Social Security and You: Most People Can't Get the Maximum Benefit
If you read a recent USA Today article, you would have seen a story with this intriguing headline: "3 steps to claiming the $4,555 max monthly Social Security benefit." And if you are pushing retirement age, you would of course want to read that story and get yourself locked into a heaping serving from the Social Security gravy train.
In a nutshell, the story says this. To get a maximum Social Security benefit, you've got to do these three things: 1) work for 35 years; 2) earn the maximum Social Security taxable salary every year; and 3) wait until you are 70 to claim Social Security.
But that promise of maximum benefits was very misleading. I mean, think about it. Who is going to read an article headlined "3 steps to claiming the $4,555 max monthly Social Security benefit?" It is very likely going to be someone pushing Social Security age. In other words, someone in their late 50s or early 60s. Well, if you're already that age, there is absolutely nothing you can do to change step 2. (Most people earn far less than the Social Security maximum taxable base -- currently $160,200.) Obviously, you can't go back 35 years and change your earnings history.

## ABOUT THIS EXERCISE
Write out the full Social Security article word for word. You won't need the data that comes next.

(Collected data)
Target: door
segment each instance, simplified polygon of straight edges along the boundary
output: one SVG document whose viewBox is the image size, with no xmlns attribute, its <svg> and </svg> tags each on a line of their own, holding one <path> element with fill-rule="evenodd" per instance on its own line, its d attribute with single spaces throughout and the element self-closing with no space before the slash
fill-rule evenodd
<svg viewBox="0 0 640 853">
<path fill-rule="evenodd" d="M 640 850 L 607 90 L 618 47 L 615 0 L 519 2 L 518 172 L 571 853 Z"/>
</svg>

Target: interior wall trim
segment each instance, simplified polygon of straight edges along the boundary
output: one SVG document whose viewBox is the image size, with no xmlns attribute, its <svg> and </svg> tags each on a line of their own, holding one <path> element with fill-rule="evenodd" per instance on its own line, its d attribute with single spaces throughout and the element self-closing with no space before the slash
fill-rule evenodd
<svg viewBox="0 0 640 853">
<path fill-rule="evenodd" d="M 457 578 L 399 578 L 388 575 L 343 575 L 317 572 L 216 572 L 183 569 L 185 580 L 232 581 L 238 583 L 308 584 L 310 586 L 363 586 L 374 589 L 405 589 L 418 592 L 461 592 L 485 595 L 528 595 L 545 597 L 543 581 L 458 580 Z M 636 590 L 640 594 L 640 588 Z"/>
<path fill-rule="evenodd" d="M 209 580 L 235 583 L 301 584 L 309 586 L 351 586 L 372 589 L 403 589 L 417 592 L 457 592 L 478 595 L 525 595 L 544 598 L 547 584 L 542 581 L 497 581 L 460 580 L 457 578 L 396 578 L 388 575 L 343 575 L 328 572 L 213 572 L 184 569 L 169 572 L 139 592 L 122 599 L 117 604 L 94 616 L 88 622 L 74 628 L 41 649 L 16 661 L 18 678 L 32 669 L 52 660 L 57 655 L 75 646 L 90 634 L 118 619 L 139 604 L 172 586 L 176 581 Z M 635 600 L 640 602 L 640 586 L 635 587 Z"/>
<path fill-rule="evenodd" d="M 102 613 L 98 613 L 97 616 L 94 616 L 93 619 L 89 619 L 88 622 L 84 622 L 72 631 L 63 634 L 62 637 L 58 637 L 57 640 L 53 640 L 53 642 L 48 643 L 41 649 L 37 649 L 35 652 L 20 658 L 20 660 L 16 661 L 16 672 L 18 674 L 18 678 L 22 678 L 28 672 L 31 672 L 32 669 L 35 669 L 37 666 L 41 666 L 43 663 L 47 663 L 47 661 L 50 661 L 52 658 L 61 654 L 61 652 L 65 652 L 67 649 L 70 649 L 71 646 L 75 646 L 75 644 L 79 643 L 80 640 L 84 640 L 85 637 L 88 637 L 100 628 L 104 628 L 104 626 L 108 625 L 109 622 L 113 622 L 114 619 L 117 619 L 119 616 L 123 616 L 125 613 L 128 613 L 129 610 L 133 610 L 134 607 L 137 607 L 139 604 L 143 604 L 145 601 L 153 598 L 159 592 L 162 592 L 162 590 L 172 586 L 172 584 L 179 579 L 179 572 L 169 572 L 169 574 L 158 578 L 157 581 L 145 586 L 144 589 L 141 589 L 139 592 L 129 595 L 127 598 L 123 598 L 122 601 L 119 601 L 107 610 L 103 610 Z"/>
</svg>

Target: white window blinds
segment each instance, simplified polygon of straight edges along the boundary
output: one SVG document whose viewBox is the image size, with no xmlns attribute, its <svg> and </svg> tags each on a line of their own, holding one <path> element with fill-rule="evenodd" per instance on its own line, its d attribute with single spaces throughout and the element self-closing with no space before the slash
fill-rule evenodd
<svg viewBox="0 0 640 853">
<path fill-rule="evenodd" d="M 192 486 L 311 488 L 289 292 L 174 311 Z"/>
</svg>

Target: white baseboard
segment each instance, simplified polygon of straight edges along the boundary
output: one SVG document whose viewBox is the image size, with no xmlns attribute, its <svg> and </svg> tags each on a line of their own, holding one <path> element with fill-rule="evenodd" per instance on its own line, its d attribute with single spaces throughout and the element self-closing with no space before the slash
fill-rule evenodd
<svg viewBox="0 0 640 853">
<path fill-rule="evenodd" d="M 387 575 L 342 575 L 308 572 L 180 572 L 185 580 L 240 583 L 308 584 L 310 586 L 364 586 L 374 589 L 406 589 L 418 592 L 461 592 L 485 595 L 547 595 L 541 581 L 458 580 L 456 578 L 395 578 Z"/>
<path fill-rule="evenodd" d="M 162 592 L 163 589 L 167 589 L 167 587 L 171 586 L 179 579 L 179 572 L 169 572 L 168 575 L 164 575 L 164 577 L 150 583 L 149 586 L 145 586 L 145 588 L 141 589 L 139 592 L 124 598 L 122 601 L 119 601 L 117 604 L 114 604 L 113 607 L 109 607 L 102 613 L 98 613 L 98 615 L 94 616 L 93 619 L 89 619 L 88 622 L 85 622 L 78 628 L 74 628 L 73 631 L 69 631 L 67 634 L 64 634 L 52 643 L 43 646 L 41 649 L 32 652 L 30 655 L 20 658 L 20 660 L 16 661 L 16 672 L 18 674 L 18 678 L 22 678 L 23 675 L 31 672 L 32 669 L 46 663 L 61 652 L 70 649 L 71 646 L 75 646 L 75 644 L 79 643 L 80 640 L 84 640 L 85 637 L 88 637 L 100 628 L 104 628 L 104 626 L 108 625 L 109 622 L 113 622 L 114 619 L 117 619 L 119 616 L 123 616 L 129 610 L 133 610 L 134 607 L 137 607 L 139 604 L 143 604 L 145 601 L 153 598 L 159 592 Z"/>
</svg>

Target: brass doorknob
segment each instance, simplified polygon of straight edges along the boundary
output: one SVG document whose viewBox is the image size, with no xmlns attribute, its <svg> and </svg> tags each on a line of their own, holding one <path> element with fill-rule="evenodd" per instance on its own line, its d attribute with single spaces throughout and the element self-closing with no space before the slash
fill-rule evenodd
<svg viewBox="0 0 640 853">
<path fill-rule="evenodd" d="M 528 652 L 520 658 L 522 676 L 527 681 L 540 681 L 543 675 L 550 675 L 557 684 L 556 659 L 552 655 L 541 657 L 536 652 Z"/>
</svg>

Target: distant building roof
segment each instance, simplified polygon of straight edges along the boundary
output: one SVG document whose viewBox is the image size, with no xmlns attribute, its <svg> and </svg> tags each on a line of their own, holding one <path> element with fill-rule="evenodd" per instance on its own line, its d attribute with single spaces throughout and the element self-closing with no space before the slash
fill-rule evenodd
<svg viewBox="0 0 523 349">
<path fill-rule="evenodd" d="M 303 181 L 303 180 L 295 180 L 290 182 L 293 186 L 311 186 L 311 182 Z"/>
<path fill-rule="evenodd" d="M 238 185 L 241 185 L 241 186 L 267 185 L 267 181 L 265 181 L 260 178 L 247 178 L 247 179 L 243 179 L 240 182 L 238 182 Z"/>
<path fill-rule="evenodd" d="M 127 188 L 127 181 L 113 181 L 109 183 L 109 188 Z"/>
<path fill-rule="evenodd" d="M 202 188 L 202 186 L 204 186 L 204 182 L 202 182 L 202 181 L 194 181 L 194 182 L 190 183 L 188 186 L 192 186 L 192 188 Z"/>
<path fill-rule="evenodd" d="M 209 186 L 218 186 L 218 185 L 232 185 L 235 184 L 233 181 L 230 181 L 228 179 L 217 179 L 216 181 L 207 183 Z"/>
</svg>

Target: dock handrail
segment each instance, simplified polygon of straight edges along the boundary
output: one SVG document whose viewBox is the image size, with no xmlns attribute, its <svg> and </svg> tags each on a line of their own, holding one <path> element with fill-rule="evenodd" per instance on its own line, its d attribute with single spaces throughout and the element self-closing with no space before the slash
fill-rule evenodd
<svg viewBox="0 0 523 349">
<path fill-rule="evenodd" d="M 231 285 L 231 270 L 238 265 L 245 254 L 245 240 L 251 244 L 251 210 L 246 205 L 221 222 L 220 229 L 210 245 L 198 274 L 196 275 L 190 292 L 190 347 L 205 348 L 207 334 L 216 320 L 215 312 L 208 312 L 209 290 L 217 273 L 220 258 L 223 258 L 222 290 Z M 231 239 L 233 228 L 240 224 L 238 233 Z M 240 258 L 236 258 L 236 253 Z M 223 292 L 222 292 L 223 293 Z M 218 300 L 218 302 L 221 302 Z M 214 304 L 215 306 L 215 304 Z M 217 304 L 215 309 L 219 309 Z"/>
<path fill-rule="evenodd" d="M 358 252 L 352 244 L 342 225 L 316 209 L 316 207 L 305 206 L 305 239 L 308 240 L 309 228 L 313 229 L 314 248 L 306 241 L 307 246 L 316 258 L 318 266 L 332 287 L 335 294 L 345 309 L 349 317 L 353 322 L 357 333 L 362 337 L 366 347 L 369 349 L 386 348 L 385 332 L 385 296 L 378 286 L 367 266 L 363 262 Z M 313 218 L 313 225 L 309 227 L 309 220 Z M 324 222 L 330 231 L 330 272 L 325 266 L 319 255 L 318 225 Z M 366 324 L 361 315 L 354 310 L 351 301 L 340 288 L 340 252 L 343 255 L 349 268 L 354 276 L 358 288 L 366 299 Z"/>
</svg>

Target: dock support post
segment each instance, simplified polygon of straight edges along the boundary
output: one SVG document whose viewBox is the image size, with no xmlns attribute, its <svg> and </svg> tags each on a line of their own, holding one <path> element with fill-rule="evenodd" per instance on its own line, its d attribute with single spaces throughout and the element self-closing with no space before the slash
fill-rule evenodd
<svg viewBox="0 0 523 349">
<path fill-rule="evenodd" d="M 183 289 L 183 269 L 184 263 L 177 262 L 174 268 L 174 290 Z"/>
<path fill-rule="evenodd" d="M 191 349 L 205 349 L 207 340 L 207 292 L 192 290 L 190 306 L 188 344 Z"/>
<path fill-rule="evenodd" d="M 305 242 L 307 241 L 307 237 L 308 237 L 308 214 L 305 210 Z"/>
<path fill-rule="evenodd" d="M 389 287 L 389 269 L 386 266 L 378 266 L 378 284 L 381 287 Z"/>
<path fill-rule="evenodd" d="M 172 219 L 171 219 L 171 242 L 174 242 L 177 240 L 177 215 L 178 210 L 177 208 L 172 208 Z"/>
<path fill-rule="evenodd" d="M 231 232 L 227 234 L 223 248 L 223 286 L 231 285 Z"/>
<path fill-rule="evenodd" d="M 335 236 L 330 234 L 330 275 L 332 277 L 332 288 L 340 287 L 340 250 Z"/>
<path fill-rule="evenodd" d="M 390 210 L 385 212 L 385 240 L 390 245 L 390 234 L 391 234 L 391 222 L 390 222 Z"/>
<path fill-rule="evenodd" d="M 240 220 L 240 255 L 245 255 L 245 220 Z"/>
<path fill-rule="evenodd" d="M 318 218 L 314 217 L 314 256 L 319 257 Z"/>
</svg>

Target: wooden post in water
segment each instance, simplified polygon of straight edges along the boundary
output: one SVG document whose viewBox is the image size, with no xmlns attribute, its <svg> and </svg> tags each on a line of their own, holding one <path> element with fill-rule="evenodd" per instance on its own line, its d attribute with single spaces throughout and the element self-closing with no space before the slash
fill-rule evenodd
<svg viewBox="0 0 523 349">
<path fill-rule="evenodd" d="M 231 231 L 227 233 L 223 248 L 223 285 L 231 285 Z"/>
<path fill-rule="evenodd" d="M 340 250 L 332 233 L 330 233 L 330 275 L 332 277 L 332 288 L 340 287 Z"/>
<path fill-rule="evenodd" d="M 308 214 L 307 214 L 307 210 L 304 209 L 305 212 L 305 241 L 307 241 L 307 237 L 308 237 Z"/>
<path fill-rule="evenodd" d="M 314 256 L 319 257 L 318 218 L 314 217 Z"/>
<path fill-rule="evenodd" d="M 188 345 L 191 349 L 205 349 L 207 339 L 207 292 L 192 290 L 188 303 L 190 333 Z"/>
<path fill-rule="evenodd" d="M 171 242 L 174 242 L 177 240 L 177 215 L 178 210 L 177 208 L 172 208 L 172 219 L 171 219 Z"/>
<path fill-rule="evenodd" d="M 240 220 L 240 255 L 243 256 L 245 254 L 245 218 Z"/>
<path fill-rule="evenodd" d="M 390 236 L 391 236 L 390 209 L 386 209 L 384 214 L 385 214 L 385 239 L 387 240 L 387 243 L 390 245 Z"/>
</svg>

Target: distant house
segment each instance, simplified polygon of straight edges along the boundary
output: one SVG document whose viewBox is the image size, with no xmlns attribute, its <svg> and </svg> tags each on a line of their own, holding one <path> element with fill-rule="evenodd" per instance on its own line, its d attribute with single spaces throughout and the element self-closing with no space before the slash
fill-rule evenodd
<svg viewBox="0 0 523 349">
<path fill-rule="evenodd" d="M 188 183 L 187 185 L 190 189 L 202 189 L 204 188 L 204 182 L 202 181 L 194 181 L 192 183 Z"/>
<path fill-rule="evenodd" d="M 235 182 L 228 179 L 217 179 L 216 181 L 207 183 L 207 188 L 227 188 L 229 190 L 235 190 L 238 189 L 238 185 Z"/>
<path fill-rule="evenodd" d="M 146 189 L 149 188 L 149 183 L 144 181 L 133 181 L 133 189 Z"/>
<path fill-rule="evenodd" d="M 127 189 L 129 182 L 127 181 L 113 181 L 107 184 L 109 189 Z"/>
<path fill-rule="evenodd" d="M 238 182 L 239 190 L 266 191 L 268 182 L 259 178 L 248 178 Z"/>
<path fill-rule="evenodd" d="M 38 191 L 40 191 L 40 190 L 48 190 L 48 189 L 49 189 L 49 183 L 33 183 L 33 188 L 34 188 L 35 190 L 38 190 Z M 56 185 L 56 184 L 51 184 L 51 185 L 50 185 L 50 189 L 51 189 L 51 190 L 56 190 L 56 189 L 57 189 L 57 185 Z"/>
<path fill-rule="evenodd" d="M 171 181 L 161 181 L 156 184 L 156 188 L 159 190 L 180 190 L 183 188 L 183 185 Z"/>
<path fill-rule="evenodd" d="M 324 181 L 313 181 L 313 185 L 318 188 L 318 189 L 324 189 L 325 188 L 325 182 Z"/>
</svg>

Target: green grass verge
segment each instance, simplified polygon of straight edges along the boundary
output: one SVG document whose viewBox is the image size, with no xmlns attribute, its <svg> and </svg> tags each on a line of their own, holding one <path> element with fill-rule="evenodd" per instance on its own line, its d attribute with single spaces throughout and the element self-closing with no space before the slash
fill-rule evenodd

## YOUR SOLUTION
Social Security and You: Most People Can't Get the Maximum Benefit
If you read a recent USA Today article, you would have seen a story with this intriguing headline: "3 steps to claiming the $4,555 max monthly Social Security benefit." And if you are pushing retirement age, you would of course want to read that story and get yourself locked into a heaping serving from the Social Security gravy train.
In a nutshell, the story says this. To get a maximum Social Security benefit, you've got to do these three things: 1) work for 35 years; 2) earn the maximum Social Security taxable salary every year; and 3) wait until you are 70 to claim Social Security.
But that promise of maximum benefits was very misleading. I mean, think about it. Who is going to read an article headlined "3 steps to claiming the $4,555 max monthly Social Security benefit?" It is very likely going to be someone pushing Social Security age. In other words, someone in their late 50s or early 60s. Well, if you're already that age, there is absolutely nothing you can do to change step 2. (Most people earn far less than the Social Security maximum taxable base -- currently $160,200.) Obviously, you can't go back 35 years and change your earnings history.